> _Short task_
Pick out each line of the records below that contains the string "shirt". Copy those lines in full.

* BEGIN *

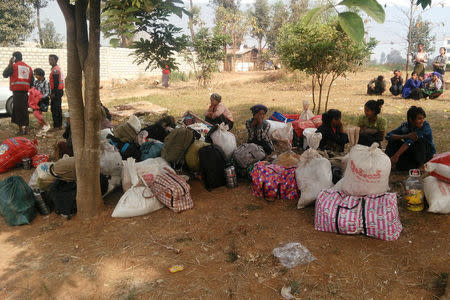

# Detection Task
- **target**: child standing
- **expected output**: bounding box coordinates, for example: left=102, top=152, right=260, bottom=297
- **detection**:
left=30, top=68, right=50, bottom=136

* END *
* BEGIN *

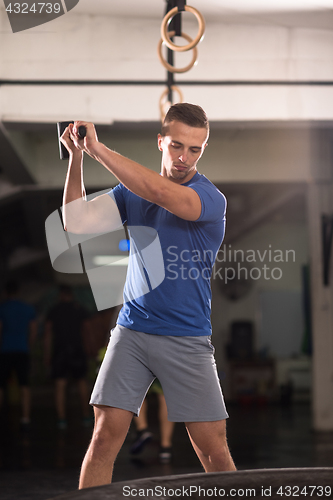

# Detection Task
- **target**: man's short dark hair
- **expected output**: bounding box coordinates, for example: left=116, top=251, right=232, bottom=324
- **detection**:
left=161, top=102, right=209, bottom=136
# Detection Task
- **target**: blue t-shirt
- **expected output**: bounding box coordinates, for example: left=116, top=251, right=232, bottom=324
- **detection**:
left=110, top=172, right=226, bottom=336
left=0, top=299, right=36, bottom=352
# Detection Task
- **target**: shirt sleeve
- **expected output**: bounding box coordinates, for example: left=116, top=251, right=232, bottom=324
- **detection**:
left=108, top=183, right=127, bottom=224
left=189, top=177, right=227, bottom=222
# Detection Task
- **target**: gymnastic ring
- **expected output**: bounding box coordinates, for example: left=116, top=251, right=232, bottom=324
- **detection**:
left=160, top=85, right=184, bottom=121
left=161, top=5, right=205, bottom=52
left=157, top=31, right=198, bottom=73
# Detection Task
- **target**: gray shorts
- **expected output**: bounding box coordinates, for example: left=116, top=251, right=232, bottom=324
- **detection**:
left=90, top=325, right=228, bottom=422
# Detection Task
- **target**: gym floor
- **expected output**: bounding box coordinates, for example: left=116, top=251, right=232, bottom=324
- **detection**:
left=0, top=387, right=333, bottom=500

* END *

> _Exercise response_
- **target**: blue t-shirt
- **target**: shirt sleeve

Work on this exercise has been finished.